• TO DO
Rewrite the data starting at its beginning and ending at the line containing "M52 70L53 69L53 65L52 64L48 64L47 65L47 70Z", changing "front wheel" to "front tire" and keeping everything else the same. Leave the pictures out of your answer.

[Outline data]
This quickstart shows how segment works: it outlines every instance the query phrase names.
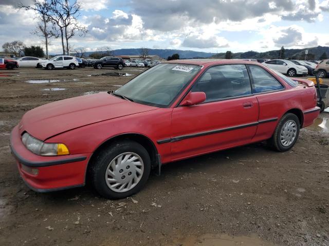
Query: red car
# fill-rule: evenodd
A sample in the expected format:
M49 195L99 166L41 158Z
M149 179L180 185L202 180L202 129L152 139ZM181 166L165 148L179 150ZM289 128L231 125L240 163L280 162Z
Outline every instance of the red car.
M115 91L27 112L11 147L31 189L84 186L109 198L139 191L152 168L268 139L286 151L320 109L313 83L257 63L161 63Z
M18 68L19 65L15 60L0 58L0 69Z

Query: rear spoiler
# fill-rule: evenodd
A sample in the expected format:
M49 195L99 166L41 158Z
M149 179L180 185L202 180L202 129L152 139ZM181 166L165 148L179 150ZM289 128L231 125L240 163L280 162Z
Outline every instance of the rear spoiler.
M313 87L314 86L314 83L312 80L309 80L308 79L304 79L303 78L291 78L291 79L296 81L296 82L298 82L299 84L302 84L306 86L307 87Z

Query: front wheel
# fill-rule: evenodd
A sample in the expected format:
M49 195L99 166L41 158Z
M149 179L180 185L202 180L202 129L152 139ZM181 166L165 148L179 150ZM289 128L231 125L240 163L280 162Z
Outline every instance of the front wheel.
M71 70L73 70L76 69L76 65L74 63L71 63L68 66L68 68Z
M289 77L294 77L294 76L296 76L296 70L293 68L290 68L287 72L287 74L288 74L288 76Z
M296 114L288 113L279 121L270 139L276 150L280 152L290 150L296 144L299 135L300 122Z
M148 151L130 140L113 143L96 157L91 169L96 191L109 199L121 199L139 191L151 171Z
M52 70L53 69L53 65L52 64L48 64L47 65L47 70Z

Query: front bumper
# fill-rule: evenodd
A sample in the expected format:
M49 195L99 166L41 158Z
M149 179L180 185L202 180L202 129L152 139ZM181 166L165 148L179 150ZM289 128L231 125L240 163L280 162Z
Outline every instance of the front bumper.
M45 192L84 185L90 153L61 156L35 155L23 145L17 126L11 132L10 148L22 178L32 190Z

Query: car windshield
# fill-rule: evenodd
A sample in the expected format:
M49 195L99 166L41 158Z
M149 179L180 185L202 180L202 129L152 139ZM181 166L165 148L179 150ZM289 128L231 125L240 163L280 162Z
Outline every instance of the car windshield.
M167 107L202 68L196 65L162 63L140 74L114 93L136 102Z

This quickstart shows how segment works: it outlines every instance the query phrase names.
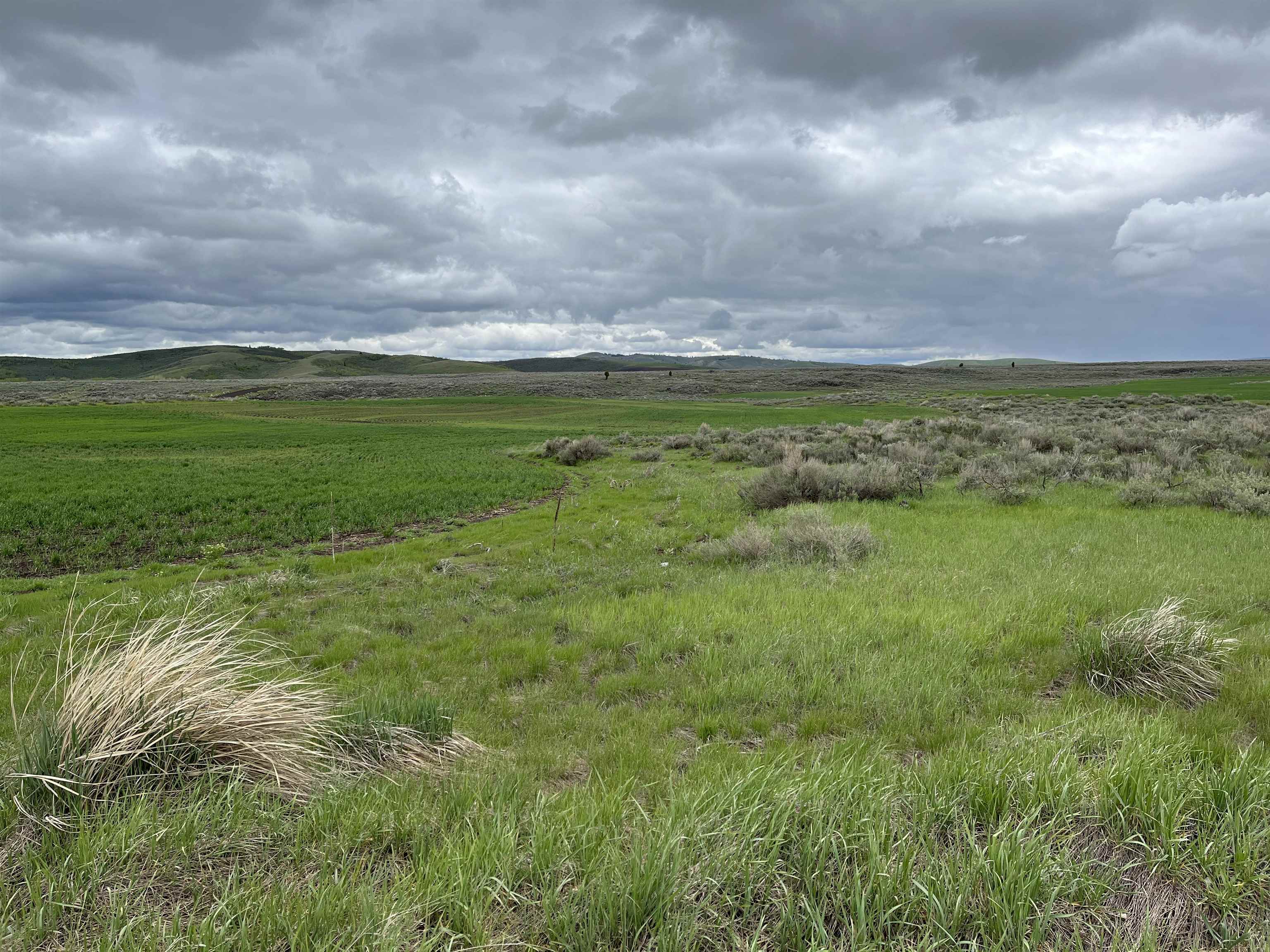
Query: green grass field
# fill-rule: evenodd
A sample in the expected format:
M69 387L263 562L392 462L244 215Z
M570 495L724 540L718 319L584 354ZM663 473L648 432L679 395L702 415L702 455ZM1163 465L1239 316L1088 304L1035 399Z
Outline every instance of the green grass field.
M251 506L295 514L262 523L277 534L250 556L0 579L19 712L0 721L6 773L72 598L108 600L126 627L190 599L246 612L290 670L376 710L434 701L483 746L301 798L177 774L53 821L23 812L6 778L0 947L1264 948L1270 519L1130 508L1097 480L1002 505L942 479L823 508L870 528L861 561L734 564L704 541L790 518L747 508L753 466L691 448L636 462L617 446L578 467L530 453L558 433L913 413L546 399L0 413L4 479L27 467L5 518L41 506L27 486L42 486L42 512L79 513L41 527L67 560L89 551L80 495L128 531L182 499L213 528L234 512L244 541L264 518ZM237 495L217 489L226 473ZM278 550L324 480L372 518L566 477L558 519L536 506L334 557ZM1090 632L1172 597L1238 638L1217 698L1091 688Z
M260 550L532 499L563 482L503 449L616 434L893 419L554 397L0 409L0 575Z

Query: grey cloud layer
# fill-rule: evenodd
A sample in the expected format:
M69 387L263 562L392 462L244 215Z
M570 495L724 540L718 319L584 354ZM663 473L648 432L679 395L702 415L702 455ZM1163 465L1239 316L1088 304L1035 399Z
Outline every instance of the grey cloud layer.
M0 352L1270 338L1264 3L105 10L5 4Z

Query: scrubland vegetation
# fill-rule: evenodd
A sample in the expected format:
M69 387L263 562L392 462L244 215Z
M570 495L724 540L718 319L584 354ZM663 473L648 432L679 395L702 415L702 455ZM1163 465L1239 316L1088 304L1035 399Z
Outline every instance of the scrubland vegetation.
M914 413L507 399L11 407L0 414L0 574L297 543L329 553L427 532L558 490L563 472L505 451L565 428L657 433L702 414L763 426Z
M0 579L0 943L1265 947L1270 411L682 406L204 410L560 506Z

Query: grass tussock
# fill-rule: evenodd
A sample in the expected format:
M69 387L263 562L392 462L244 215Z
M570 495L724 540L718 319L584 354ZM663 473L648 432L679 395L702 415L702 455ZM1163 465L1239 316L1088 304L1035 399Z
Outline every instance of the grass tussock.
M1088 683L1113 697L1153 697L1187 707L1215 698L1238 641L1219 637L1206 618L1184 614L1184 605L1170 598L1104 626L1083 650Z
M829 562L845 565L865 559L879 547L865 524L836 524L818 505L790 510L775 529L748 522L724 539L705 547L707 559L729 562Z
M24 809L47 816L217 773L305 796L342 772L431 768L475 749L429 698L405 724L375 706L340 712L243 619L193 603L131 627L109 607L67 611L41 710L14 708Z
M315 784L337 730L331 698L241 638L241 614L187 605L122 632L90 609L67 613L46 710L22 753L28 795L103 800L208 770L291 793Z

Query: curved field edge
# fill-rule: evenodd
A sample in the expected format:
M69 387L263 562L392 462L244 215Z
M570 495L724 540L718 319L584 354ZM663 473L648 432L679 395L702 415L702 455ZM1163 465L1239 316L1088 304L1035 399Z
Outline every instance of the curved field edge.
M719 566L692 546L748 518L745 473L674 462L592 465L554 551L536 509L334 564L207 571L203 590L251 607L340 689L436 693L495 753L444 782L309 805L196 787L61 835L33 836L3 803L9 935L1253 944L1270 908L1270 607L1255 594L1270 523L1128 509L1090 486L998 506L941 484L908 506L833 504L883 541L853 570ZM196 580L163 572L86 579L83 597L142 611ZM70 590L0 598L5 654L47 649ZM1238 630L1215 702L1073 680L1073 632L1176 594ZM30 685L17 689L20 707Z
M4 407L0 575L394 538L559 489L559 468L504 451L561 433L918 413L939 411L554 397Z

• EXERCISE SOLUTION
This quickstart shows how segment works: it outlines every instance the query phrase names.
Query: red car
# fill-rule: evenodd
A sample in the expected format:
M49 195L99 166L41 158Z
M149 179L180 185L202 180L202 129L152 139ZM181 166L165 148L179 150ZM289 128L231 125L240 163L280 162Z
Outline every instance of the red car.
M115 91L27 112L11 147L31 189L84 186L109 198L139 191L152 168L268 139L286 151L320 109L313 83L257 63L161 63Z
M18 68L19 65L15 60L0 58L0 69Z

Query: rear spoiler
# fill-rule: evenodd
A sample in the expected format:
M49 195L99 166L41 158Z
M149 179L180 185L202 180L202 129L152 139ZM181 166L165 148L179 150ZM289 128L231 125L240 163L280 162Z
Outline every instance of the rear spoiler.
M313 87L314 86L314 83L312 80L309 80L308 79L304 79L303 78L291 78L291 79L296 81L296 82L298 82L299 84L302 84L306 86L307 87Z

Query: front tire
# fill-rule: evenodd
A sample in the expected format:
M49 195L99 166L41 158Z
M149 179L180 185L202 180L202 129L152 139ZM181 166L165 148L179 150ZM289 128L231 125L240 163L280 162Z
Outline every instance of the front tire.
M71 70L73 70L76 69L76 65L74 63L71 63L68 66L68 68Z
M289 77L294 77L294 76L296 76L296 70L293 68L290 68L287 72L287 74L288 74L288 76Z
M296 114L288 113L279 121L270 139L276 150L280 152L290 150L296 144L299 135L300 122Z
M148 151L130 140L113 143L96 157L91 169L96 191L109 199L121 199L139 191L151 171Z
M52 70L53 69L53 65L52 64L48 64L47 65L47 70Z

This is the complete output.